## Set problem 1
In the post below about Charles Blow's column, by what percentage has Obama's approval rating among Hispanics dropped since he was elected?
## Set problem 2
Continue the post below about Charles Blow's column, picking up after its final sentence.

## Extracted text
>> Begin

RACEWATCH: Blow suspects Hispanics!

SATURDAY, SEPTEMBER 10, 2011

The need to call everyone racist: Do you enjoy seeing glasses half full? As of this morning, so does Charles Blow. In his New York Times column, Blow gives this account of Obama’s term to date:
BLOW (9/10/11): Obama has a list of accomplishments as long as your arm. But a less-than-masterly use of the bully pulpit has allowed both opponents and supposed allies to minimize them. A very vocal part of the progressive base has painted many of his successes as capitulations, while many on the far right have painted them as a threat to the security and solvency of the republic. That’s the problem with lingering too long in the middle: you take fire from both sides.
On balance, we’re much less critical of Obama’s performance than some folk are. We know he inherited an economic disaster. We don’t think it’s clear that he could have gotten a better health bill. That said, Blow’s glowing description may be on its way to the Glass Half Full Hall of Fame.

A bit of good cheer doesn’t matter that much. More significantly, we were struck by the unfortunate place Blow’s piece ended up.

Blow thinks Obama has done great things. For that reason, he is suspicious when the president’s job approval rating falls among whites and Hispanics. We definitely wouldn’t call Blow the bad name behind which he hides in the following passage. But this passage comes close to displaying a form of political illness:
BLOW (continuing directly): And then there is the prickly racial question that we dare not raise lest the raiser him or herself be called a race baiter: can the president win back enough of the white and Hispanic support? A Gallup report issued this week found that the president’s approval rating among both whites and Hispanics had dropped to the lowest point of his presidency. Since he was elected, his approval rating among whites has dropped by 43 percent and by 36 percent among Hispanics, but it has dropped nearly 9 percent among blacks.

There is no way to fully understand this racial movement, but there is no denying that it exists. Maybe some blacks are stubbornly sticking with him, in part for racial reasons. Maybe some whites and Hispanics are drifting away from him, in part for the same reasons. Who knows? But the dramatic difference points to something that exists beneath the surface and beyond policy.
Blow always seems like a sane, decent person to us. Let’s agree that he is not a “race-baiter.” But alas! The need to call everyone a racist has broken a bit of new ground here.

>> End

## Raw data
>> Begin

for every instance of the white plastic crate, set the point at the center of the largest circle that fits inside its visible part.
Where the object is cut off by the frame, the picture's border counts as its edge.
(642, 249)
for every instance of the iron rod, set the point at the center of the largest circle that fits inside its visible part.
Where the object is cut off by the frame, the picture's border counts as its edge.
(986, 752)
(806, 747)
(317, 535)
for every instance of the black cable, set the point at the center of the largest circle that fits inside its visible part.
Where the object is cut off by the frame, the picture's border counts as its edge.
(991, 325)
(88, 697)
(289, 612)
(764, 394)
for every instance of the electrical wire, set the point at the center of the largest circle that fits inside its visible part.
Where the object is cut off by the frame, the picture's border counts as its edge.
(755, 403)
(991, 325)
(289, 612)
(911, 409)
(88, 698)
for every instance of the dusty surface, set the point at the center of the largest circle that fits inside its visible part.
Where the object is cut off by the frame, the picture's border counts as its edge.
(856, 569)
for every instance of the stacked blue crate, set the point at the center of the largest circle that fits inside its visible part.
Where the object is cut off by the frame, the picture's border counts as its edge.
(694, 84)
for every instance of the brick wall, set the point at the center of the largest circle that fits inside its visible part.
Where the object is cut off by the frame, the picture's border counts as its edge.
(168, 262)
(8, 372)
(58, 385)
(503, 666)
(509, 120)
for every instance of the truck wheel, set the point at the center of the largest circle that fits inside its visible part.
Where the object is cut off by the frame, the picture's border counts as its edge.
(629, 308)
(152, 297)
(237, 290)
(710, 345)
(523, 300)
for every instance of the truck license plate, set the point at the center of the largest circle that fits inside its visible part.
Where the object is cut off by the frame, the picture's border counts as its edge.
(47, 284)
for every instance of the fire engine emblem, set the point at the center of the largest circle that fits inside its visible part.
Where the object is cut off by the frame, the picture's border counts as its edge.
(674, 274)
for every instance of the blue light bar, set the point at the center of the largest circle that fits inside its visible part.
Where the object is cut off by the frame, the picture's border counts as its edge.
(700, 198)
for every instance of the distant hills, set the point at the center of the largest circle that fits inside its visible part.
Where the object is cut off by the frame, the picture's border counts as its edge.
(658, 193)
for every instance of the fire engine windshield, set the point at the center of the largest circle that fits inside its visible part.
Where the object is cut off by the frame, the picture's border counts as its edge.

>> End

## Exercise answer 1
36 percent

## Exercise answer 2
Obama’s approval rating remains extremely high among blacks, as Blow almost notes. (He never tells you how high that number is.) At the same time, Obama’s rating has dropped a great deal among both whites and Hispanics. Even here, Blow uses a somewhat unusual metric; this makes the drop-off seem a bit larger. (Among Hispanics, Obama’s approval has dropped from 75 percent at inauguration to 48 percent today. That is a drop of 27 points—or 36 percent.)

For all Gallup numbers, click here.

For the record, Obama’s race hasn’t changed since inauguration, when those approvals were higher. And approval ratings are always sky-high when a president starts his first term. But when Blow sees Obama’s numbers dropping, he can’t help thinking that a “prickly racial question” may be involved, among both whites and Hispanics.

We think that is amazingly foolish, on the substance and on the politics.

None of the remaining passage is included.